## Problem statement
Please print every record below exactly as it reads.

───── Data to process

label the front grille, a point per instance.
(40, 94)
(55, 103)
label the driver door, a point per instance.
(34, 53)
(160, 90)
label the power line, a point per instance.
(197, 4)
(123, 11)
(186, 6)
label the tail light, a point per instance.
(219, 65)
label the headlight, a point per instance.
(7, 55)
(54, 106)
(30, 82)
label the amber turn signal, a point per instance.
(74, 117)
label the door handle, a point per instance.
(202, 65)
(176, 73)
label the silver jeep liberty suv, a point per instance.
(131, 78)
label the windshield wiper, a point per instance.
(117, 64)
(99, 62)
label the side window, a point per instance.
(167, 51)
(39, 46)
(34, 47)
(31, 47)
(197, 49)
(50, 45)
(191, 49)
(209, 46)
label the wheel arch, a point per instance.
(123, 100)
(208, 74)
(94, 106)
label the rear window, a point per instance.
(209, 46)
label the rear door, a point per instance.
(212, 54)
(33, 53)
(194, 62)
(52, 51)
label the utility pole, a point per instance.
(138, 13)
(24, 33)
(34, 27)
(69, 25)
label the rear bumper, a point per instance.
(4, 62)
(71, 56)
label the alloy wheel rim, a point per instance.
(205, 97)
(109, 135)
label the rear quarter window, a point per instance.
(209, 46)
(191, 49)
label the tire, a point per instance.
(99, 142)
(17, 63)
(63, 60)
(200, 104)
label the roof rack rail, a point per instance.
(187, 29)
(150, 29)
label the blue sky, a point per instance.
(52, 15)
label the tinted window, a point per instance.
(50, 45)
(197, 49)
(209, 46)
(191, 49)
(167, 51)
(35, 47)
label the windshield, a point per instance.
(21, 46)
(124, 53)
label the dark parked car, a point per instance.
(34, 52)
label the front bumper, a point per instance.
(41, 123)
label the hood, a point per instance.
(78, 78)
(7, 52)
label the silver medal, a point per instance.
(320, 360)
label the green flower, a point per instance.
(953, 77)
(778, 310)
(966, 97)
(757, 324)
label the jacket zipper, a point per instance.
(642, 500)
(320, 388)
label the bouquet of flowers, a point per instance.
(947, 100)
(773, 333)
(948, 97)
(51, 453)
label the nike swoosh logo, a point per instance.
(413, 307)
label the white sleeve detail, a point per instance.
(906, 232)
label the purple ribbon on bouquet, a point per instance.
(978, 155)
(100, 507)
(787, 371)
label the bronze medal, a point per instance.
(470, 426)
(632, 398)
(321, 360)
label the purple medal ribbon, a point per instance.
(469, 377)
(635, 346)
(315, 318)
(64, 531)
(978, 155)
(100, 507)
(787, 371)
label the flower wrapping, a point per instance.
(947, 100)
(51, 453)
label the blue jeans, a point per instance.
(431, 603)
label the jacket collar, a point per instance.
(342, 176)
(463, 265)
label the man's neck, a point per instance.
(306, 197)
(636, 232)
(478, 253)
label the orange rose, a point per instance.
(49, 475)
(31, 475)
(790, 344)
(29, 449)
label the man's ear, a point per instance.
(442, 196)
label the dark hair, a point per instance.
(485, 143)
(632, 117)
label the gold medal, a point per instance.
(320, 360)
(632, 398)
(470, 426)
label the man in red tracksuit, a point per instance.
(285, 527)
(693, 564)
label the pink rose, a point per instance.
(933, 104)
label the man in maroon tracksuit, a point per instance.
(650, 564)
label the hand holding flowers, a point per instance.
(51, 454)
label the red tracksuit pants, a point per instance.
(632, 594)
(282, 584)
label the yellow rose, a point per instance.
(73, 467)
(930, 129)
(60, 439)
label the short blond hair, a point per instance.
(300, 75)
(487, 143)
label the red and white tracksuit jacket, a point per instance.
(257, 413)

──────────

## Response
label the front grille, a point per instance.
(40, 94)
(55, 103)
label the driver door, a point per instance.
(34, 53)
(160, 90)
label the power line, a point per instance.
(197, 4)
(123, 11)
(186, 6)
label the tail light, a point per instance.
(219, 65)
label the headlight, a point per instance.
(7, 55)
(54, 106)
(30, 82)
label the amber turn signal, a point per instance.
(74, 117)
label the door handle, a point per instance.
(202, 65)
(176, 73)
label the silver jeep liberty suv, a point per instance.
(131, 78)
label the windshield wiper, a point per instance.
(117, 64)
(99, 62)
label the side window, a point per instance.
(167, 51)
(39, 46)
(34, 47)
(31, 47)
(197, 49)
(50, 45)
(191, 49)
(209, 46)
label the wheel arch, a point per instance.
(123, 100)
(208, 74)
(94, 106)
label the rear window, a point per instance.
(209, 46)
label the rear door, a point per instance.
(212, 54)
(33, 53)
(194, 62)
(52, 51)
label the utility pole, a point per instance.
(138, 13)
(24, 33)
(34, 27)
(69, 25)
label the rear bumper, a point per instance.
(4, 62)
(71, 56)
label the alloy wheel rim, a point per instance.
(205, 97)
(109, 135)
label the rear quarter window, a point per instance.
(209, 46)
(191, 49)
label the tire, a point per instance.
(99, 142)
(17, 63)
(63, 60)
(200, 104)
label the roof rack rail, a point per instance.
(187, 29)
(150, 29)
label the blue sky, a point per instance.
(52, 15)
label the tinted window, a point per instance.
(50, 45)
(197, 49)
(209, 46)
(191, 49)
(167, 51)
(35, 47)
label the windshield, a point per instance.
(21, 46)
(124, 53)
label the dark parked car, a point per instance.
(34, 52)
label the front bumper, a point per instance.
(41, 123)
label the hood, a point per instance.
(78, 78)
(7, 52)
label the silver medal, a point per instance.
(320, 360)
label the green flower, a point per instance.
(953, 77)
(778, 310)
(966, 97)
(757, 324)
label the jacket zipper, a point per instance.
(642, 500)
(320, 388)
label the bouquet of flowers, a point per instance.
(947, 100)
(773, 333)
(948, 97)
(51, 453)
label the nike swoosh logo, a point per instance.
(413, 307)
label the white sleeve detail, a point per instance.
(906, 232)
label the purple ribbon on bouquet, a point per instance.
(978, 155)
(100, 507)
(787, 371)
label the bronze medal, a point per instance.
(470, 426)
(632, 398)
(321, 360)
label the purple medal ribbon, a point per instance.
(469, 377)
(635, 346)
(315, 318)
(64, 531)
(978, 155)
(100, 507)
(787, 371)
label the flower wrapping, a point per instance.
(947, 100)
(51, 453)
label the blue jeans, a point per instance.
(431, 603)
label the jacket collar, a point per instance.
(342, 176)
(463, 265)
label the man's neck, a point per instance.
(306, 197)
(636, 232)
(478, 253)
label the orange rose, a point per instance.
(49, 475)
(31, 475)
(790, 344)
(29, 449)
label the man's ear, a point per instance.
(442, 196)
label the dark hair, a point per instance.
(485, 143)
(632, 117)
label the gold medal, a point per instance.
(320, 360)
(632, 398)
(470, 426)
label the man in red tracksuit, a point per instance.
(285, 527)
(693, 564)
label the pink rose, a point per instance.
(933, 104)
label the man in maroon tracksuit, a point per instance.
(650, 564)
label the hand holding flowers, a point per instance.
(51, 454)
label the red tracksuit pants, a point per instance.
(632, 594)
(282, 584)
label the yellow rose, a point per instance.
(73, 467)
(930, 129)
(60, 439)
label the short blond hair, a point per instance.
(300, 75)
(487, 143)
label the red and white tracksuit jacket, a point per instance.
(257, 413)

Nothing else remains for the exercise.